====== Document section ======

Ecommerce has been snowballing for more than six years in Southeast Asia but yet only recently, was there any progressive movement in taxing digital transactions.

Government bodies in Thailand, Singapore and Indonesia understand the importance of taxes on ecommerce sales (products and services) in order to capture a piece of the fast growing segment and more importantly, level the playing field between its brick-and-mortar peers.

But implementing new tax regimes proves difficult given Southeast Asia’s “diverse and uncertain legal environment” explains Steven Sieker, head of Asia Pacific tax practice group.

Under existing taxation laws, only local players and not foreign companies across markets fall within local tax regimes.

“The main point is to try to tax multinational companies that are not registered in Thailand for their online business,” said Kanchirat Thaidamri, tax partner for Deloitte Thailand.

“Online is simply a reflection of what exists in the offline world: small stores don’t report all their taxes in the outside world” – Jason Ding, partner at Bain & Co, China

Below is a snapshot of the state of ecommerce tax regulations across six major APAC markets:

Ecommerce Tax in Indonesia


In 2017, Finance Minister Sri Mulyani stated the government wanted to “level the playing field between businesses that operate online and those offline, which must add 10% Value Added Tax (VAT) to the price of goods purchased”. While the tax rate is still unknown, it is expected to be lower than 10%.

The ecommerce tax, when implemented, will cover four types of platforms: online marketplaces, classified ads, daily deals and online retail that operate in the local markets but will not be levied on sales through social networks (mainly Instagram and Facebook).

Impact? Bolster the growth of social commerce in Indonesia, a country where social media platform usage is one of the highest in the world and weaken incentive to sell on e-marketplaces like Tokopedia and Lazada. Applying a 10% VAT rate to the online sector would bring in approximately USD$1.34 billion in additional tax revenues.

The Indonesia Ecommerce Association (idEA) was discussing a 0.5% VAT from each marketplace seller at the beginning of the year with the Finance Ministry – nothing has been implemented.

“If the tax regulation restricts ecommerce platforms – making selling in Bukalapak complicated because of the tax – there will be an exodus of people who would prefer selling on Instagram and Facebook, which is uncontrolled and not chased for tax because they sell through the back door,” – Bukalapak co-founder and chief financial officer Muhamad Fajrin Rasyid.

Timeline for implementation? Public trial in 2019.

Ecommerce Tax in Thailand

In July earlier this year, the Cabinet approved a proposal to collect 7% VAT from foreign ecommerce platforms deriving annual service income exceeding THB1.8 million (US$56,000). These businesses must sign up as operators under the VAT system to report to the Revenue Department.

The Nation reports the taxes apply to those selling goods and services on Internet platforms as well as the operators of Internet platforms such as Google, Amazon and Alibaba. Companies with an overseas presence and earning income from advertising/website space rental from Thailand are also subject to a 15% withholding tax.

Impact? Operators such as Facebook and Google could pass on the additional costs to its sellers and ad buyers, likewise with  JD Central, Lazada and Shopee customers. Smaller players could be deterred from doing ecommerce if the business cannot sustain these taxes. Currently, vendors outside of Thailand are liable for 7% VAT only if value exceeds THB 1,500 (USD$45.76).

====== Records shown ======

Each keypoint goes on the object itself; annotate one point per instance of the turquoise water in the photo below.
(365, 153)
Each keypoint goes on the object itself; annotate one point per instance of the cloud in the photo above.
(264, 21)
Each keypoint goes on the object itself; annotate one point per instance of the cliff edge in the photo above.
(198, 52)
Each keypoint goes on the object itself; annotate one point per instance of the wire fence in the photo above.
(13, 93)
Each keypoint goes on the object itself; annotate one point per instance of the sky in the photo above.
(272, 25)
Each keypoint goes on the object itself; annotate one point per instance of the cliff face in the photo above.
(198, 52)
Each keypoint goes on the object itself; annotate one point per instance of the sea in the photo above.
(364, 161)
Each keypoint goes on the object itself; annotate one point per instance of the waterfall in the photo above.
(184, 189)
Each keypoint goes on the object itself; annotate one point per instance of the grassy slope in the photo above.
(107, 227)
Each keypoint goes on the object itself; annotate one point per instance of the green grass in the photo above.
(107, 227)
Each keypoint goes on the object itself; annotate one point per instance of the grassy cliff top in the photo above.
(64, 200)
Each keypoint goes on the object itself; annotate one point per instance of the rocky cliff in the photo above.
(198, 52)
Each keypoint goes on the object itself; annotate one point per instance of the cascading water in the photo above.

======
====== Records shown ======

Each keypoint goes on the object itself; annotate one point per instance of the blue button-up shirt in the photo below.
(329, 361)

======

Exercise objective: Copy the stretch of the ecommerce tax text from "The Indonesia Ecommerce" through "has been implemented.", substituting "Ministry of Finance" for "Finance Ministry". The records have no connection to the ecommerce tax text.

Result for this exercise:
The Indonesia Ecommerce Association (idEA) was discussing a 0.5% VAT from each marketplace seller at the beginning of the year with the Ministry of Finance – nothing has been implemented.